━━ TEXTE DU DOCUMENT
Janvier 2025, presqu’île de Lyon. Sur son triporteur électrique, Mohamed Mhadhbi, agent d’entretien, arrive place de la Bourse. Se glissant habilement entre les haies de cet espace piéton bordé d’immeubles cossus, il s’arrête devant celui qui porte le numéro 2. À l’arrière de son véhicule, son matériel est contenu dans un volumineux caisson arborant, outre un dessin pittoresque de lion brandissant un balai, le sigle de Joandel Service. Cette entreprise rhônalpine du secteur de la propreté emploie 49 équivalents temps plein et est spécialisée dans l’entretien des parties communes d’immeubles qui représente 95 % de son activité. Le restant de ses chantiers se partage entre le nettoyage de bureaux et le lavage de vitrines.
━━━━
ÉNONCÉ 1 → Dans la liste, reprenez la partie qui s'ouvre sur la ligne contenant « Tag one point on every instance of the gray yoga » et s'étend jusqu'à la fin, en substituant « fallen log » à « tree trunk », sans rien changer d'autre.
Le texte et la liste n'ont aucun lien entre eux.
━━ MATÉRIEL FOURNI
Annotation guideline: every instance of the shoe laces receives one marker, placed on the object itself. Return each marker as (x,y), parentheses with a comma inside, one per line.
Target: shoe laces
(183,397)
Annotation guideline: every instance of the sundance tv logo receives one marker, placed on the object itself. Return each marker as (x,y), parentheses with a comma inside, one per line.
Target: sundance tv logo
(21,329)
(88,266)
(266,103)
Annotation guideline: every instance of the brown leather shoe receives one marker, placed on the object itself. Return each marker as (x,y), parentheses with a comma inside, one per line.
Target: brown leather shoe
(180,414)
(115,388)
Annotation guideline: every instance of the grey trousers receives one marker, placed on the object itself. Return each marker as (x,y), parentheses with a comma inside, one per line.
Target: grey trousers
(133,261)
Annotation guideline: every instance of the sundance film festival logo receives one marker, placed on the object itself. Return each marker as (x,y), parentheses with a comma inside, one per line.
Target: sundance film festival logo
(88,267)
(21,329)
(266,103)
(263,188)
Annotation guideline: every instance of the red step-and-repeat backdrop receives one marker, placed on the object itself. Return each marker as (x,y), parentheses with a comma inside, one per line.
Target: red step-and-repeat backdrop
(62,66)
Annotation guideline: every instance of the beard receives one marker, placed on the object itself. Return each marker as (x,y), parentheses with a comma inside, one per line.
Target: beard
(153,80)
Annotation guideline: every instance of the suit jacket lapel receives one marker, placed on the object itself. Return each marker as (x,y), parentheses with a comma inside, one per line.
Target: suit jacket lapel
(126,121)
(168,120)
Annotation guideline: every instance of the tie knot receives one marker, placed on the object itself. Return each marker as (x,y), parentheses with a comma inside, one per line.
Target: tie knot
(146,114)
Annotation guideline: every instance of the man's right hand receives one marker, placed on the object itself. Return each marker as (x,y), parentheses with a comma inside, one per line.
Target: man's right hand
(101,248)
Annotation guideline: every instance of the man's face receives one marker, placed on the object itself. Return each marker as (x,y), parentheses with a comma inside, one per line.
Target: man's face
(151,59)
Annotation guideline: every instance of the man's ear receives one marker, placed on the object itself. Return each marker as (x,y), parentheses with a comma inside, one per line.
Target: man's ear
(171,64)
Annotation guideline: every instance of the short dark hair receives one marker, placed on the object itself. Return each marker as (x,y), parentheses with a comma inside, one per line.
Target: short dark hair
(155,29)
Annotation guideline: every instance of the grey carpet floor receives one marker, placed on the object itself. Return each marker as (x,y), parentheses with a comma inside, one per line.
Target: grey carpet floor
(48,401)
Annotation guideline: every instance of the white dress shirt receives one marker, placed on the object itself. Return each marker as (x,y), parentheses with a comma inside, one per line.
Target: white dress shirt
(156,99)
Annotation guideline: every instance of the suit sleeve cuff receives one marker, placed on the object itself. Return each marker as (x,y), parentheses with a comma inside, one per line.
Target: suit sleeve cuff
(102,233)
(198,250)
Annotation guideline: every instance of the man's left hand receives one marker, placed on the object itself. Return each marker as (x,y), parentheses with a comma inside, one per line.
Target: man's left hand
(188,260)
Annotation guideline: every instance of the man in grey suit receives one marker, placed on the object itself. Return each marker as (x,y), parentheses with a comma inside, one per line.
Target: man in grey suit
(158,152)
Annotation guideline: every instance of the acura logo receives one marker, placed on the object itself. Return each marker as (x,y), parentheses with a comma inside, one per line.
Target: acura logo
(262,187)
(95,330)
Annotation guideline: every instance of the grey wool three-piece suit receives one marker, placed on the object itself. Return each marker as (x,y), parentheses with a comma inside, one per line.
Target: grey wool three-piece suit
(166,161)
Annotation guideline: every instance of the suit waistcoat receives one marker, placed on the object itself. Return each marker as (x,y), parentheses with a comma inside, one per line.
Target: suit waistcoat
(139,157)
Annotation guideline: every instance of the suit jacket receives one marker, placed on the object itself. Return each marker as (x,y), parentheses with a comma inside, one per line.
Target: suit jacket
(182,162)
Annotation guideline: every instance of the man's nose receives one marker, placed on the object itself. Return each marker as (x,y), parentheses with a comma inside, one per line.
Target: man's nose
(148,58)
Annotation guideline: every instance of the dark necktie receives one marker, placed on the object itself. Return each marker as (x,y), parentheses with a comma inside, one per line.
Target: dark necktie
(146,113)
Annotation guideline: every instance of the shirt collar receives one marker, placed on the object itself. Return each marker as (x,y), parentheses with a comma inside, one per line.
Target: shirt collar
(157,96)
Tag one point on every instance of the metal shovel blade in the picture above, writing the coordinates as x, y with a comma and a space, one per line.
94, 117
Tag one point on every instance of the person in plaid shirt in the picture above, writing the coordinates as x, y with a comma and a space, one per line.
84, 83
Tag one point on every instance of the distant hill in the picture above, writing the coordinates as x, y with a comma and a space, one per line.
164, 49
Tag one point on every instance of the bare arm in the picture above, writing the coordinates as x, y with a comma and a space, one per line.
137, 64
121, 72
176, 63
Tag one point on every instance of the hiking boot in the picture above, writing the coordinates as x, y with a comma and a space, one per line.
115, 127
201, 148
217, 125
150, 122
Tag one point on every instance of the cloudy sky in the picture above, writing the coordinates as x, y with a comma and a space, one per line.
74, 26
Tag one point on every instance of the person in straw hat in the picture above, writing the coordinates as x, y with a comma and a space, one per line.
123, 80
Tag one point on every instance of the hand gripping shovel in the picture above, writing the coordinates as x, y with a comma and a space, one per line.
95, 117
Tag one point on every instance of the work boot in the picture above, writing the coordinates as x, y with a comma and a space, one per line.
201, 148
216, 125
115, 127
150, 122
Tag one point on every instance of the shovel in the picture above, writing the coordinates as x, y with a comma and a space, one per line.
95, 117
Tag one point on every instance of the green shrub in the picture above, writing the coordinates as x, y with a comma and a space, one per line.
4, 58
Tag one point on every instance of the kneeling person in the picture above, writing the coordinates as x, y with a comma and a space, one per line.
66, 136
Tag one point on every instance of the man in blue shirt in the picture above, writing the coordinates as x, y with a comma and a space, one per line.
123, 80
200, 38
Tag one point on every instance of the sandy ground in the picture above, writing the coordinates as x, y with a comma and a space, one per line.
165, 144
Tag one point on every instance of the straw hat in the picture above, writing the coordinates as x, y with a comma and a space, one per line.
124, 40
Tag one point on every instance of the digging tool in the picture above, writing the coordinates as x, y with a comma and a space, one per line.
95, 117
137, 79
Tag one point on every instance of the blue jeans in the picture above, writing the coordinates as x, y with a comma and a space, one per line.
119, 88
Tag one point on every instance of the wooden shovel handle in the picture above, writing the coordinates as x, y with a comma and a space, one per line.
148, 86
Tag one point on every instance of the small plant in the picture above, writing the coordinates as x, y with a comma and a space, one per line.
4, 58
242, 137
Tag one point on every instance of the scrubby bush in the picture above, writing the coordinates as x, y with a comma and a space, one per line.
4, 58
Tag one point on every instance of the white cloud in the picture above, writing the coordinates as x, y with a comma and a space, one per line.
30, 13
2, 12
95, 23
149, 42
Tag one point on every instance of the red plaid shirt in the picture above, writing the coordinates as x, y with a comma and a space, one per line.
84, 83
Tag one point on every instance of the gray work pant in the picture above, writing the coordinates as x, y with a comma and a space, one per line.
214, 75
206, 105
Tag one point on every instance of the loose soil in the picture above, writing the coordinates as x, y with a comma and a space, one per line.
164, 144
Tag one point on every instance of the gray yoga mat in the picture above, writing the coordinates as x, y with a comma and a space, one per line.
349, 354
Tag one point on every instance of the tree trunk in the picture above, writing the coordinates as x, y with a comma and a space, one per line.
━━━━
ÉNONCÉ 2 → Reproduisez à l'identique le passage du texte sur l'entreprise de propreté qui s'ouvre sur les mots « Janvier 2025, presqu’île » et se termine par « lavage de vitrines. ».

CORRIGÉ DÉTAILLÉ 1 →
Tag one point on every instance of the gray yoga mat in the picture above, writing the coordinates as x, y with a comma and a space, one per line.
349, 354
Tag one point on every instance of the fallen log in the picture above, writing the coordinates as x, y with a comma and a space, one per line.

CORRIGÉ DÉTAILLÉ 2 →
Janvier 2025, presqu’île de Lyon. Sur son triporteur électrique, Mohamed Mhadhbi, agent d’entretien, arrive place de la Bourse. Se glissant habilement entre les haies de cet espace piéton bordé d’immeubles cossus, il s’arrête devant celui qui porte le numéro 2. À l’arrière de son véhicule, son matériel est contenu dans un volumineux caisson arborant, outre un dessin pittoresque de lion brandissant un balai, le sigle de Joandel Service. Cette entreprise rhônalpine du secteur de la propreté emploie 49 équivalents temps plein et est spécialisée dans l’entretien des parties communes d’immeubles qui représente 95 % de son activité. Le restant de ses chantiers se partage entre le nettoyage de bureaux et le lavage de vitrines.